═════ Available data ═════
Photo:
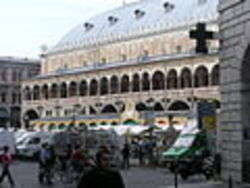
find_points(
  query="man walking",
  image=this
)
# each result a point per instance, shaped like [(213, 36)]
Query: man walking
[(101, 176), (6, 160)]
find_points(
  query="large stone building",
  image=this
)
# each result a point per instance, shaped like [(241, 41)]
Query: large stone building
[(12, 72), (235, 78), (118, 65)]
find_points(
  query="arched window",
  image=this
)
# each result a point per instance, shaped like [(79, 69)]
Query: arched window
[(145, 82), (179, 106), (186, 78), (136, 83), (172, 79), (141, 107), (72, 89), (93, 87), (158, 81), (45, 92), (83, 88), (63, 90), (36, 93), (104, 86), (125, 84), (54, 91), (215, 75), (201, 77), (114, 85)]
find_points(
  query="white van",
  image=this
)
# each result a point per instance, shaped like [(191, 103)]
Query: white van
[(30, 145)]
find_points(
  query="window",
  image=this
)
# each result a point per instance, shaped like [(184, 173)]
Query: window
[(178, 49), (124, 57), (104, 61), (49, 113), (168, 6), (14, 96)]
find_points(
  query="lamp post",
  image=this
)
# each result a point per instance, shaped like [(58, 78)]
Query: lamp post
[(75, 109), (120, 105), (26, 120), (150, 113)]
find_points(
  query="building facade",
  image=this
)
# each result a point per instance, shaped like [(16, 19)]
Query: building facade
[(235, 71), (12, 72), (125, 65)]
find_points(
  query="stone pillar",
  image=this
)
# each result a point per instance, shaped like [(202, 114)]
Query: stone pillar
[(235, 144)]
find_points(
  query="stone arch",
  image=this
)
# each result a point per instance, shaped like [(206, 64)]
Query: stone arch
[(45, 91), (36, 92), (145, 82), (172, 79), (114, 85), (158, 107), (73, 89), (92, 110), (245, 93), (186, 78), (83, 88), (136, 83), (28, 116), (201, 77), (158, 81), (54, 91), (215, 76), (63, 90), (93, 87), (104, 86), (178, 106), (51, 127), (109, 109), (125, 84), (140, 107)]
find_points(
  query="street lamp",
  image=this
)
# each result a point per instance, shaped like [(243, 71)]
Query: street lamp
[(150, 114), (120, 105), (26, 120)]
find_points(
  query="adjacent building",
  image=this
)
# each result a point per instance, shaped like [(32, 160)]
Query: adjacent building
[(126, 66), (12, 72), (235, 89)]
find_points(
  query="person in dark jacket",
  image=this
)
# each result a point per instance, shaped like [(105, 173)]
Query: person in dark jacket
[(126, 156), (101, 176)]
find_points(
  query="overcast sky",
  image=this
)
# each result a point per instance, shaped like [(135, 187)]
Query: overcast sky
[(28, 24)]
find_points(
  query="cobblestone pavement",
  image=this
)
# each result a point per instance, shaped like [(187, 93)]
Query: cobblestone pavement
[(25, 175)]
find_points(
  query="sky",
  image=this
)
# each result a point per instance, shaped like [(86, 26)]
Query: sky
[(26, 25)]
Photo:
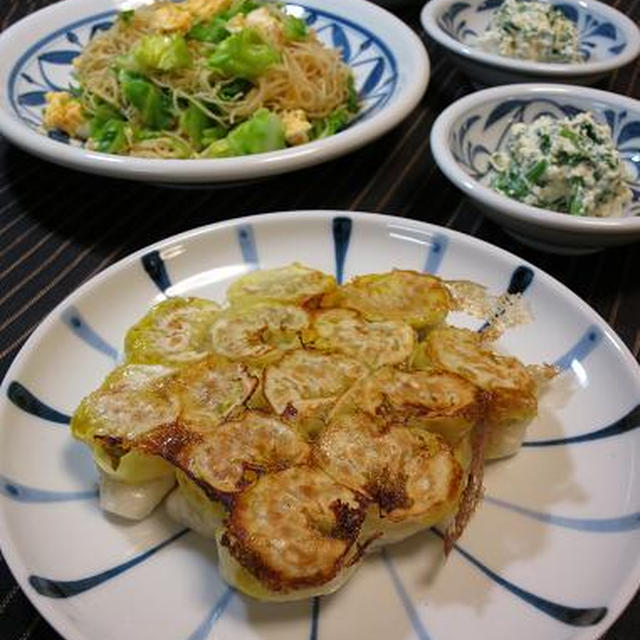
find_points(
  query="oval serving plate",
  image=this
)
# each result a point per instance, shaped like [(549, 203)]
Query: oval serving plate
[(552, 552), (390, 65)]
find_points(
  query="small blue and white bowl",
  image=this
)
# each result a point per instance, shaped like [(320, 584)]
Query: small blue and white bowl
[(608, 40), (389, 61), (468, 132)]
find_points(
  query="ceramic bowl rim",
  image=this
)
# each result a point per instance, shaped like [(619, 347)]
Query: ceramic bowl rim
[(433, 9), (512, 208), (220, 169)]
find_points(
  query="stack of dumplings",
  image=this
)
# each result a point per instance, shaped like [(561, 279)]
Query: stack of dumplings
[(305, 424)]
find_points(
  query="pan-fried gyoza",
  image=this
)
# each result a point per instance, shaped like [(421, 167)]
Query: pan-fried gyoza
[(304, 424)]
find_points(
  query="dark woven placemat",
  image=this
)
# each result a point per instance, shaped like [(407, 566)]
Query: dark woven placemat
[(58, 228)]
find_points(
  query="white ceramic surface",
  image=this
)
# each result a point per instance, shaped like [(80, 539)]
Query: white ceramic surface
[(552, 552), (468, 131), (607, 37), (390, 64)]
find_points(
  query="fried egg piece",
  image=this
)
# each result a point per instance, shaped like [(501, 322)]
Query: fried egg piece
[(174, 332), (170, 18), (511, 390), (418, 299), (439, 402), (296, 126), (258, 334), (412, 476), (66, 113), (374, 343), (291, 535), (206, 9), (303, 386), (292, 284)]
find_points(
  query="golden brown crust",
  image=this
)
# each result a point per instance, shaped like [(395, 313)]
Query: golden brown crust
[(419, 299), (230, 457), (295, 528), (345, 331), (409, 473), (440, 402), (303, 386), (512, 391)]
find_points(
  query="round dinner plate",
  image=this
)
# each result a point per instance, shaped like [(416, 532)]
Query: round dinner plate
[(389, 63), (552, 551)]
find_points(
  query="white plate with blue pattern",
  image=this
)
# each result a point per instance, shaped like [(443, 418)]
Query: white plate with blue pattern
[(607, 39), (553, 551), (390, 65)]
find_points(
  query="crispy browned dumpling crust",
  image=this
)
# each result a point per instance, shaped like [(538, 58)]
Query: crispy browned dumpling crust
[(308, 423), (231, 456), (410, 474), (512, 391), (303, 386), (345, 331), (440, 402), (419, 299), (295, 528), (259, 333)]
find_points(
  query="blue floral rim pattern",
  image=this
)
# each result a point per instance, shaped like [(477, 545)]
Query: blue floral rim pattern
[(46, 65), (599, 37)]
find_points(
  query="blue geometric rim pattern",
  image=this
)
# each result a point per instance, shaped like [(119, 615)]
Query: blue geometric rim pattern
[(599, 38), (42, 68), (341, 230), (472, 151)]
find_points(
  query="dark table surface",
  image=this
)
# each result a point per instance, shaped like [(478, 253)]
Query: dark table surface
[(58, 228)]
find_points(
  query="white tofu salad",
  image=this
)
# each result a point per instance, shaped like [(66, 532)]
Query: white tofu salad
[(532, 31), (569, 165)]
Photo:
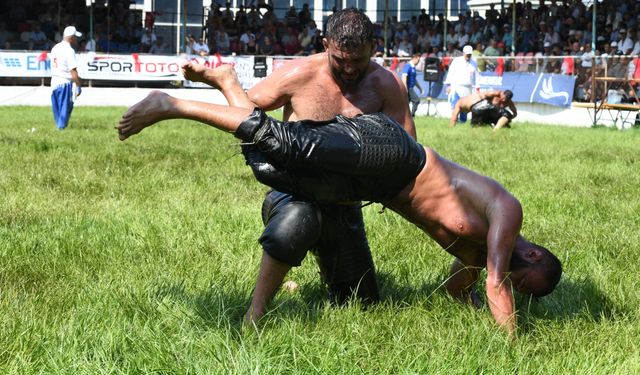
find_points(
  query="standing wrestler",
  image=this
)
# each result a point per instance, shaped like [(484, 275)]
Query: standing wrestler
[(371, 157), (340, 81), (493, 107)]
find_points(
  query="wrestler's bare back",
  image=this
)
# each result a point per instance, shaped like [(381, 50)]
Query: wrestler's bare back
[(307, 90), (449, 203)]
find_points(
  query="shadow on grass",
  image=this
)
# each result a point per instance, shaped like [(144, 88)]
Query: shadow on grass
[(393, 291), (571, 301), (224, 305)]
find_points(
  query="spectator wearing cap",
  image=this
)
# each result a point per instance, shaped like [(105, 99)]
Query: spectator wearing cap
[(586, 59), (462, 78), (147, 40), (624, 43), (436, 38), (65, 82), (404, 48), (200, 48), (507, 38), (543, 57)]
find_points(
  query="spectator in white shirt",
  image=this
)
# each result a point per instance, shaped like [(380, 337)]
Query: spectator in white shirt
[(200, 48), (462, 78), (65, 82)]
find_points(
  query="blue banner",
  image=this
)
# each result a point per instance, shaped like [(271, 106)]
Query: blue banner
[(552, 89)]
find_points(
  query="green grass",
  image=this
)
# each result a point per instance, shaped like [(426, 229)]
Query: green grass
[(140, 257)]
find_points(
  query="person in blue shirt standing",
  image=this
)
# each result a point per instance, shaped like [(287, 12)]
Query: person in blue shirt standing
[(409, 78), (65, 83)]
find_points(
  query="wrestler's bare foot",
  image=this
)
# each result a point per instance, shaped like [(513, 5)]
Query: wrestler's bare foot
[(155, 107), (220, 77), (224, 77)]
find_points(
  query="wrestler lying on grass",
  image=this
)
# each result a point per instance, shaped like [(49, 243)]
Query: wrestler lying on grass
[(371, 158)]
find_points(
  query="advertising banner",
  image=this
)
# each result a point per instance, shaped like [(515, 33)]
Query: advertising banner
[(545, 88), (24, 64), (133, 67)]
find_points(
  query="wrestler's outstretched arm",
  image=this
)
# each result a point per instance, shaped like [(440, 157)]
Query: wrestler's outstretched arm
[(505, 220)]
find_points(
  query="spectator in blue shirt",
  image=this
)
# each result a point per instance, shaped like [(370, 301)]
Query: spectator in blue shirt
[(409, 78)]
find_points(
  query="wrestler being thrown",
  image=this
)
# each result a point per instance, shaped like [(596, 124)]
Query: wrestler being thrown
[(371, 158)]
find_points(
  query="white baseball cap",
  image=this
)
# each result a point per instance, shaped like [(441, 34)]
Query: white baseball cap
[(71, 31)]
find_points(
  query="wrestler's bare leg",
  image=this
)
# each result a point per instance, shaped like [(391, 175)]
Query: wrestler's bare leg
[(158, 106), (270, 277), (224, 78)]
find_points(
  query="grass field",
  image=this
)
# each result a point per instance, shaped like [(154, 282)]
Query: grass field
[(140, 257)]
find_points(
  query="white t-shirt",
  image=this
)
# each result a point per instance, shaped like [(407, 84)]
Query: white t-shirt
[(63, 60), (462, 72)]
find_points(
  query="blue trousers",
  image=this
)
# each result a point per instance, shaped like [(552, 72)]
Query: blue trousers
[(62, 104)]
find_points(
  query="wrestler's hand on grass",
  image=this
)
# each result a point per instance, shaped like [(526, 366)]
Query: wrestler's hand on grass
[(475, 299), (155, 107)]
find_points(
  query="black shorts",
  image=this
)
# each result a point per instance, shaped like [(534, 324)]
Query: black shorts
[(368, 157)]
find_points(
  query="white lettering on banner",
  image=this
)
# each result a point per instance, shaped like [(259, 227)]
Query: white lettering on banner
[(130, 67), (134, 67), (489, 80), (24, 64), (243, 65)]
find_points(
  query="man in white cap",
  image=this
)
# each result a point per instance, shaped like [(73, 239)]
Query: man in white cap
[(65, 83), (461, 79)]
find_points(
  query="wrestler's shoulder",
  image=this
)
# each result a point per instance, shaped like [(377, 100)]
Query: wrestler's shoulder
[(303, 68)]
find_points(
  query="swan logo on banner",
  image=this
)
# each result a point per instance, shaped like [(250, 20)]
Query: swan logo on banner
[(550, 95)]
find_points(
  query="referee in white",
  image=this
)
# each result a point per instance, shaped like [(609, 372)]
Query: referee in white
[(462, 78), (65, 83)]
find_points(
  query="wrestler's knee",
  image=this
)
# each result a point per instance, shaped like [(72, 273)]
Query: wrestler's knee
[(345, 261), (292, 228)]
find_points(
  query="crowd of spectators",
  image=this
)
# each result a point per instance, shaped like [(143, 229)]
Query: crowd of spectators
[(544, 35)]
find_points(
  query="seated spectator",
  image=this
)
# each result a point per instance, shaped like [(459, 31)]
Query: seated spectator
[(245, 37), (266, 47), (5, 35), (106, 44), (90, 45), (305, 39), (223, 43), (25, 36), (39, 40), (586, 59), (188, 46), (200, 48), (291, 44), (241, 18), (251, 47), (147, 40), (404, 48), (291, 17), (318, 46)]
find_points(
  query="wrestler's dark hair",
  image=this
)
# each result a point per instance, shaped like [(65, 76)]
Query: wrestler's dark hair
[(508, 94), (349, 28), (549, 265)]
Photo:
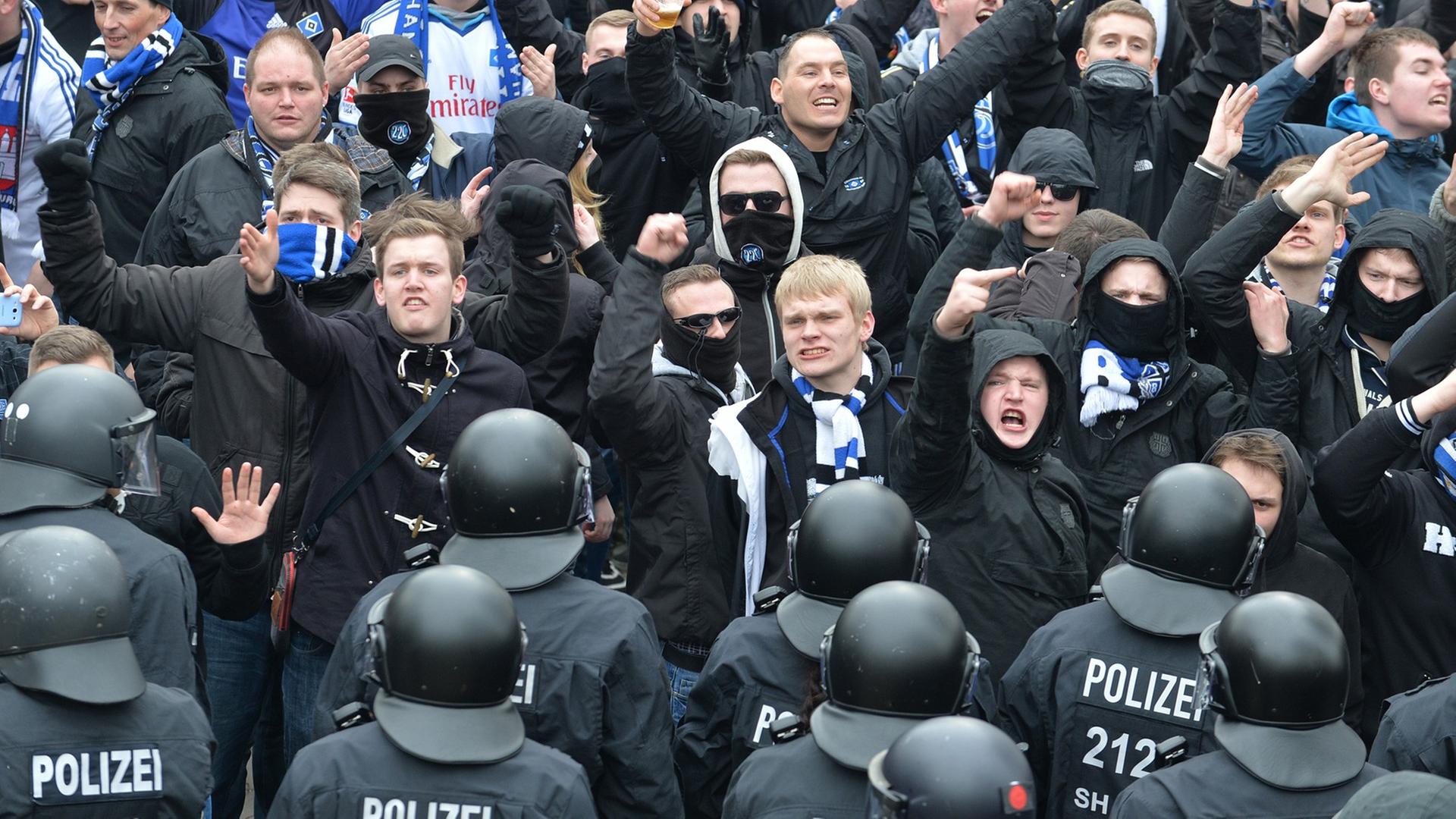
═════
• Task objective
From the listing above, return the lines starting at the one with "Query: wrestler's shoulder" and ending at the one with "# each result a point per instance, shaped like [(609, 372)]", both kept, exactly as they appear and nothing more.

• Solved problem
Query: wrestler's shoulder
[(303, 68)]
find_points(
  query="swan logo on banner",
  image=this
)
# each result a point per instance, shaped like [(250, 20)]
Query: swan logo on banner
[(550, 95)]
find_points(
  query="referee in white",
  image=this
)
# each result a point per instance, shaped like [(609, 372)]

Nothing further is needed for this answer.